Ejercicio => Por favor, transcribe sin cambios el tramo del texto sobre la ciencia y la técnica que va desde "Todo eso está" hasta "medios y fines.".

Texto propuesto =>
::::::::
Todo eso está realmente muy bien y además es, en gran parte, cierto. Pero -volvemos a Ortega- la tecnología ‘per se’ no puede llegar a la felicidad del ser humano ya que eso es algo externo al hombre. El problema reside, además, en que la ciencia y la técnica no son excesivamente educadas. No piden la venia ni el permiso. Crecen, se desarrollan y se multiplican, sino de una forma ciega, sí, como poco, tuertamente, sin preocuparse en exceso de los cambios que generan; pensando que la máquina es, por principio, más importante, mucho más importante, que el hombre que la maneja y utiliza; y, en general, confundiendo sin cesar medios y fines.
No podemos seguir así. Habrá que poner en marcha con rapidez una revolución cultural y una revolución ética que afronten este problema. No podemos aceptar que el resultado final del progreso científico y técnico consista en lo siguiente: producir en cadena individuos alimentados y fuertemente empobrecidos por horas y más horas de internet, televisión y teléfono móvil. Individuos que se dediquen a sustituir cada vez más las realidades físicas por las virtuales; individuos que se sometan a la homogeneización de la ciudadanía tolerando culturas perversas y dominantes que controlan a la perfección todas las técnicas de márketing, incluyendo por supuesto la utilización de los aditivos necesarios, físicos o psíquicos, para generar dependencias intensas, como hacen con excelencia algunos productores de tabaco y, así mismo, los ya incontables programas de corazón. Individuos, en definitiva, dedicados a la sacralización del consumismo como actividad justa y necesaria -además de compulsiva- para alcanzar la alegría vital y la paz del espíritu; y, por fin, individuos que eleven la belleza o la apariencia estética, el ejercicio físico, y la indigencia o la vulgaridad mental, a categorías máximas de la condición humana.
Que nadie piense que esta batalla va a ser fácil. Hay en juego demasiados intereses y escasísimas personas e instituciones dispuestas a la lucha. No podemos contar en ningún caso con un estamento político y unos políticos cada vez más radicalizados y sectarios; cada vez más cortoplacistas; cada vez más provincianos; cada vez más cansinos y aburridos. Por su parte, la intelectualidad en su conjunto se ha dejado absorber y fascinar por los descubrimientos científicos y técnicos, sobre todo en el capítulo de la biogenética, y no han querido profundizar ni en más consecuencias ni en la adecuación de los posibles resultados finales. La Iglesia, finalmente, concentra toda su atención y todos sus esfuerzos en vigilar que el desarrollo científico y tecnológico pueda cuestionar sus principios dogmáticos y complique su papel en la historia, abriendo puertas al peligroso y nefasto relativismo.
Por todas estas razones y alguna más, la ciencia no tiene otro remedio que ponerse a pensar.
::::::::
Entradas en bruto =>
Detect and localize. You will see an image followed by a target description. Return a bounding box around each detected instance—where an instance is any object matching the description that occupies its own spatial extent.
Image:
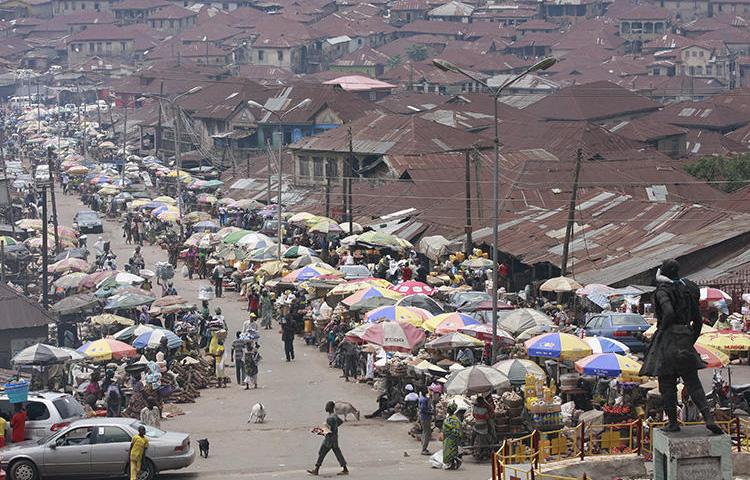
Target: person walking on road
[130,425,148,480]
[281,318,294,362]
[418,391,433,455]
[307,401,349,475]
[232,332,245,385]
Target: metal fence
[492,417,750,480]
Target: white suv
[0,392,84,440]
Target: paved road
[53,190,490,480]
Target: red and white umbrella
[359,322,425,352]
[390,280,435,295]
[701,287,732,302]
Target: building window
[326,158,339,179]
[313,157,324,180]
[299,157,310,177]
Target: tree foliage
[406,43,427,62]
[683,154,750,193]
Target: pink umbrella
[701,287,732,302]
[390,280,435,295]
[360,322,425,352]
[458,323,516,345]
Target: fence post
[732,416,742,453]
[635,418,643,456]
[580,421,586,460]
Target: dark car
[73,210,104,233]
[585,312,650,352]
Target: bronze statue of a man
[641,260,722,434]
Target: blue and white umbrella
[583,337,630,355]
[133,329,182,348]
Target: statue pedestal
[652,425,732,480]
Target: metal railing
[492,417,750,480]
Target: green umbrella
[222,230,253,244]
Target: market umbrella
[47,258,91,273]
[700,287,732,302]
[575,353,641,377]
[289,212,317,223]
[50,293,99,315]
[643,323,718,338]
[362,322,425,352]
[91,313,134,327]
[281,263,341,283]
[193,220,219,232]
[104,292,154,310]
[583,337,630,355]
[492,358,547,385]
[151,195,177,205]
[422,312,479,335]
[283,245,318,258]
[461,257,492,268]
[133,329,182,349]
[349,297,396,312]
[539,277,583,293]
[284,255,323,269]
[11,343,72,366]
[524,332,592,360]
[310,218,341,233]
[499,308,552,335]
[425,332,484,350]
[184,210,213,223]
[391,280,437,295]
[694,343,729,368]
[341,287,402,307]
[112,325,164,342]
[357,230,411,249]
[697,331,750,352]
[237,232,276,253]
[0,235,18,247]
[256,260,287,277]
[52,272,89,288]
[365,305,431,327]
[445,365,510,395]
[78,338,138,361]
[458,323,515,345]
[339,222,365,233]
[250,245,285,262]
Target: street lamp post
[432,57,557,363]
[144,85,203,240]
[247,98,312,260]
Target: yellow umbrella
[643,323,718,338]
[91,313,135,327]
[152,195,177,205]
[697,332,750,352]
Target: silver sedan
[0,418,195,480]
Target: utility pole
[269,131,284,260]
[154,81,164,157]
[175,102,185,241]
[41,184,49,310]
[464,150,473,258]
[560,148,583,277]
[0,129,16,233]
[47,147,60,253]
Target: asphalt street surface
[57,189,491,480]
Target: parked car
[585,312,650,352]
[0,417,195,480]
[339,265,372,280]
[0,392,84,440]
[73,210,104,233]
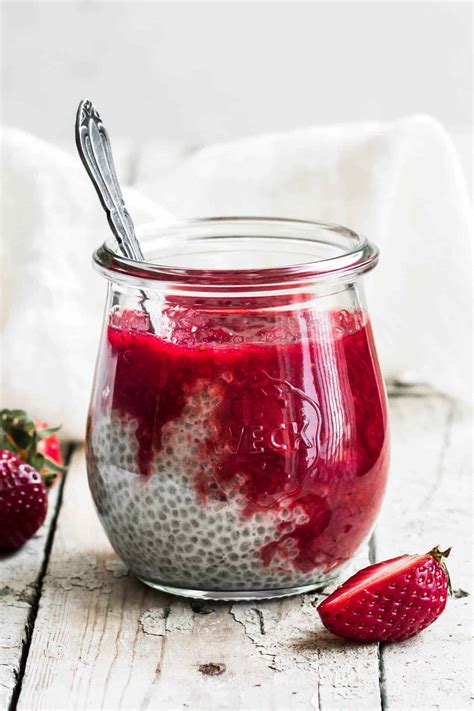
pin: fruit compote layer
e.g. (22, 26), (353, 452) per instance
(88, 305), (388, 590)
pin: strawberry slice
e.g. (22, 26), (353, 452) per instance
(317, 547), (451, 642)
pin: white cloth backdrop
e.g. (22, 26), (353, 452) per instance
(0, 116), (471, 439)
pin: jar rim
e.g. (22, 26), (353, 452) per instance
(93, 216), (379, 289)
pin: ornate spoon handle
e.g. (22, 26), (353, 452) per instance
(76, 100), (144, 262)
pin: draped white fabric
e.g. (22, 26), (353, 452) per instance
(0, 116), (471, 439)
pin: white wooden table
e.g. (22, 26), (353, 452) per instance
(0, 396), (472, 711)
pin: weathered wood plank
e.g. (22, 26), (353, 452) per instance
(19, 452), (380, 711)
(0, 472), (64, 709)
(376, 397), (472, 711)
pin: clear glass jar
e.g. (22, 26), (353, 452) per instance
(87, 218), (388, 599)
::::::::
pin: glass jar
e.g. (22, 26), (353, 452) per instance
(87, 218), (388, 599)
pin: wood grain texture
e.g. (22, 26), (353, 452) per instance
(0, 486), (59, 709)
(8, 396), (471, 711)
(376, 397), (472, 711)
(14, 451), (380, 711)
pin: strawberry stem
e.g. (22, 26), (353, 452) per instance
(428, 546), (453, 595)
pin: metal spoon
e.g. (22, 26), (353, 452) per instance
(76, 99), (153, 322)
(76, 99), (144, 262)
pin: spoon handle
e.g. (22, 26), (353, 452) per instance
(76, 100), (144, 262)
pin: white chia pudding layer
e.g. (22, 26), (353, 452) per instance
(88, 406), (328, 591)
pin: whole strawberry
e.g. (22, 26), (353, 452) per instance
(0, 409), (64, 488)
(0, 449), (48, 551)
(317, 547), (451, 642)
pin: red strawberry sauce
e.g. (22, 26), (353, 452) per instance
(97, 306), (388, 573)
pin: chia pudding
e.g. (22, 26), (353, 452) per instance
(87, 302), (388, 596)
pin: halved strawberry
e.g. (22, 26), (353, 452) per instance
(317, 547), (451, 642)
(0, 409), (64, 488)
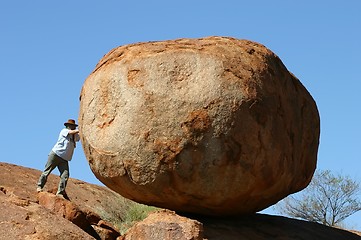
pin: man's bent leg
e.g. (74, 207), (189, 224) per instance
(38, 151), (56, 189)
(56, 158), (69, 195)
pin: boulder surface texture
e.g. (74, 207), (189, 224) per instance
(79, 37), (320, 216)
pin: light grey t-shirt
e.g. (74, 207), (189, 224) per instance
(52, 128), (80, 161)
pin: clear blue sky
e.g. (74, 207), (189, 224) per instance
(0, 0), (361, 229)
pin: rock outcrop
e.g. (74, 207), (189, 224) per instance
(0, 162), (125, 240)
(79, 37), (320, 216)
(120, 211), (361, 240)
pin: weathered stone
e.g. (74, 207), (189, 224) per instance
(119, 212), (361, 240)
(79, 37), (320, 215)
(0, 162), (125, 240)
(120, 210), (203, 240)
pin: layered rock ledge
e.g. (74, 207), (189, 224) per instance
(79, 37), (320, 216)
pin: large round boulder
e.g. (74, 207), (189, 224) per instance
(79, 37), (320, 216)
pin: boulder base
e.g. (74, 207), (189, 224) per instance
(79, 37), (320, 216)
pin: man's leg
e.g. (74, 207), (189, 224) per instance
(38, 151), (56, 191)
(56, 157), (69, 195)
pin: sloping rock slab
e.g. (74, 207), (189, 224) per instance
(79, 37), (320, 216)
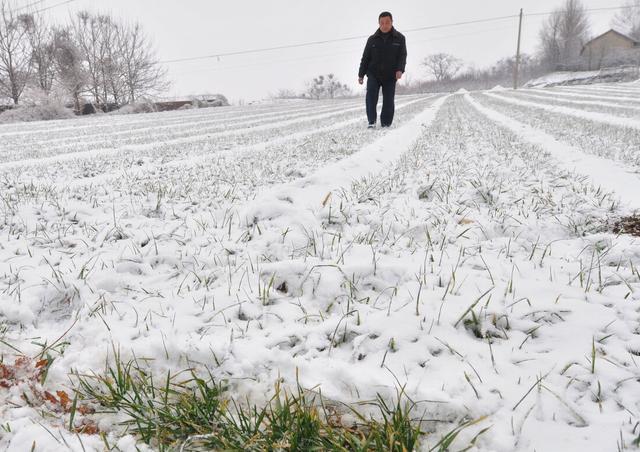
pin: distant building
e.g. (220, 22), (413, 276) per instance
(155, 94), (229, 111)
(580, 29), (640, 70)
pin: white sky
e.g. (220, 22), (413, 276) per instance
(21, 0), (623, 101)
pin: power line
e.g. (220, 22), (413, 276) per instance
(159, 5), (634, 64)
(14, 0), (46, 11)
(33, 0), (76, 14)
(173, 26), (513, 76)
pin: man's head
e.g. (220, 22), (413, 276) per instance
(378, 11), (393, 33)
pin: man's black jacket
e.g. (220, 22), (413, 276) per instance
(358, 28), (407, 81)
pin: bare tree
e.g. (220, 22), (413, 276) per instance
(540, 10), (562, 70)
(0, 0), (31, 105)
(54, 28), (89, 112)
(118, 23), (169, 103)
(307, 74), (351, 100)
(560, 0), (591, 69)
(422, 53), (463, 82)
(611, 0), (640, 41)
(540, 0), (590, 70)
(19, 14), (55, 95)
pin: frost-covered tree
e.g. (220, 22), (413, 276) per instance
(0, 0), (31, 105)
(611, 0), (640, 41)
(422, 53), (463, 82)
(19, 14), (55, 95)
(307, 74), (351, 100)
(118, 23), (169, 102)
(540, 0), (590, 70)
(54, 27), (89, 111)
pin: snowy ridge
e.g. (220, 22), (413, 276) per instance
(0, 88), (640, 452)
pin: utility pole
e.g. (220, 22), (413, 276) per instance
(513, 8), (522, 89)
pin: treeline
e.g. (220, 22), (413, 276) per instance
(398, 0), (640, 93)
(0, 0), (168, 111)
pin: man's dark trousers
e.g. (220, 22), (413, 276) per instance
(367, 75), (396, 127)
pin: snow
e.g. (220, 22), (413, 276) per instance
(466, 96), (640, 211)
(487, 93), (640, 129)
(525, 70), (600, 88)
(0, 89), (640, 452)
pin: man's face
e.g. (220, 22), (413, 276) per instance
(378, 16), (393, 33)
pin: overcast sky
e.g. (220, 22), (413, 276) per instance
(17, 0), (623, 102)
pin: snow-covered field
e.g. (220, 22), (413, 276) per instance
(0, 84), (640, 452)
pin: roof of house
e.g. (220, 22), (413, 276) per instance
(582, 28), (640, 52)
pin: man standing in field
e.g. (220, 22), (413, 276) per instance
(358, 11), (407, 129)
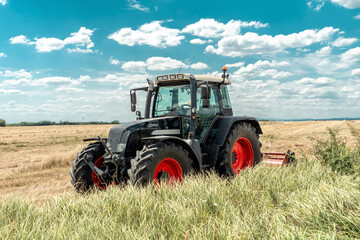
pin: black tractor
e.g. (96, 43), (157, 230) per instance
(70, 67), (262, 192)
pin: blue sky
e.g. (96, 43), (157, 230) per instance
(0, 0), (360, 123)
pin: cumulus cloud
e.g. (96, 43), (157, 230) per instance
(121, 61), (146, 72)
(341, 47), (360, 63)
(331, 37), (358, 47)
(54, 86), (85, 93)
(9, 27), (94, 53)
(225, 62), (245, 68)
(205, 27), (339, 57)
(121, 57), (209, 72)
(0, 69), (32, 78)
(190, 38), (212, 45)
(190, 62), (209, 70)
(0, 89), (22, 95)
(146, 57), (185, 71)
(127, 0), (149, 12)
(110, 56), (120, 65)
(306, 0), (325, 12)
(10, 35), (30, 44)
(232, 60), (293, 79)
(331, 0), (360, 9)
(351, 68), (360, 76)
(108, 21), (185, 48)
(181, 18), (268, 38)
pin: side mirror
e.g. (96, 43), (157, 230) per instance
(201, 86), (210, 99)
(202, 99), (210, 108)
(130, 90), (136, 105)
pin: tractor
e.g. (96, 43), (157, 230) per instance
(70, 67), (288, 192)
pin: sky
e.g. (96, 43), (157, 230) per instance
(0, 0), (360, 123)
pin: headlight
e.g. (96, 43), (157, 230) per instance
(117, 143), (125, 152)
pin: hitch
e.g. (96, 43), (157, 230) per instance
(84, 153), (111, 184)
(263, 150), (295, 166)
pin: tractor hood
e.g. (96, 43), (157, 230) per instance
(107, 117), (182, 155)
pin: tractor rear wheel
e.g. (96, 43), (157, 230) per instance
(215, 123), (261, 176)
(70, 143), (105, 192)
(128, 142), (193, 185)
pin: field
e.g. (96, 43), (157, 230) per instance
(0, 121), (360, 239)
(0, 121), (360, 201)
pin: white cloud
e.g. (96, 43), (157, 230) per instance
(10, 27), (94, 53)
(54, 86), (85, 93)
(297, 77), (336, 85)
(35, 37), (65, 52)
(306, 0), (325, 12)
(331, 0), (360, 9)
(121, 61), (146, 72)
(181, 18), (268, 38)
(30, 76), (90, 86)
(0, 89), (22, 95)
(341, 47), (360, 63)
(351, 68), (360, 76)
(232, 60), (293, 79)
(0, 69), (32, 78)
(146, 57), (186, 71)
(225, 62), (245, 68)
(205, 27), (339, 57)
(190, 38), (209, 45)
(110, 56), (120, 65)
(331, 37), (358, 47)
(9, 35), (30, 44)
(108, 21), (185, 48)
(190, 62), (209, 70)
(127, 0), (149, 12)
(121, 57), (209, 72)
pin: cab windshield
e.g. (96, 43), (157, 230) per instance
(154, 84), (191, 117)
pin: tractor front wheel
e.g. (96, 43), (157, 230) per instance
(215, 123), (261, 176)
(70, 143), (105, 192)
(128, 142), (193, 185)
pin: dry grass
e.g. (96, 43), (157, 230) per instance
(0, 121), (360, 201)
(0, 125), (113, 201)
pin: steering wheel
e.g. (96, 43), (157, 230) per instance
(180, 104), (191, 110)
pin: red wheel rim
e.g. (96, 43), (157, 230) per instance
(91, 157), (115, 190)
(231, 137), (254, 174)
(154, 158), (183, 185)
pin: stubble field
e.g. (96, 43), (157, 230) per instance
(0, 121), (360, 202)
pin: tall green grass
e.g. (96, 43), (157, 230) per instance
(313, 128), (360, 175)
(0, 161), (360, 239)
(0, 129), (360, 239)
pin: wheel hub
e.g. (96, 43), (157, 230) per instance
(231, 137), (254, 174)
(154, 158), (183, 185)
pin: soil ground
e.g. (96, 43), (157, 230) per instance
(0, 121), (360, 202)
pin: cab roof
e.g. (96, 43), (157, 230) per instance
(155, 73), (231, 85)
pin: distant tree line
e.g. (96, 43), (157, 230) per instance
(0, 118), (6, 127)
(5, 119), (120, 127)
::::::::
Ejercicio resuelto =>
Todo eso está realmente muy bien y además es, en gran parte, cierto. Pero -volvemos a Ortega- la tecnología ‘per se’ no puede llegar a la felicidad del ser humano ya que eso es algo externo al hombre. El problema reside, además, en que la ciencia y la técnica no son excesivamente educadas. No piden la venia ni el permiso. Crecen, se desarrollan y se multiplican, sino de una forma ciega, sí, como poco, tuertamente, sin preocuparse en exceso de los cambios que generan; pensando que la máquina es, por principio, más importante, mucho más importante, que el hombre que la maneja y utiliza; y, en general, confundiendo sin cesar medios y fines.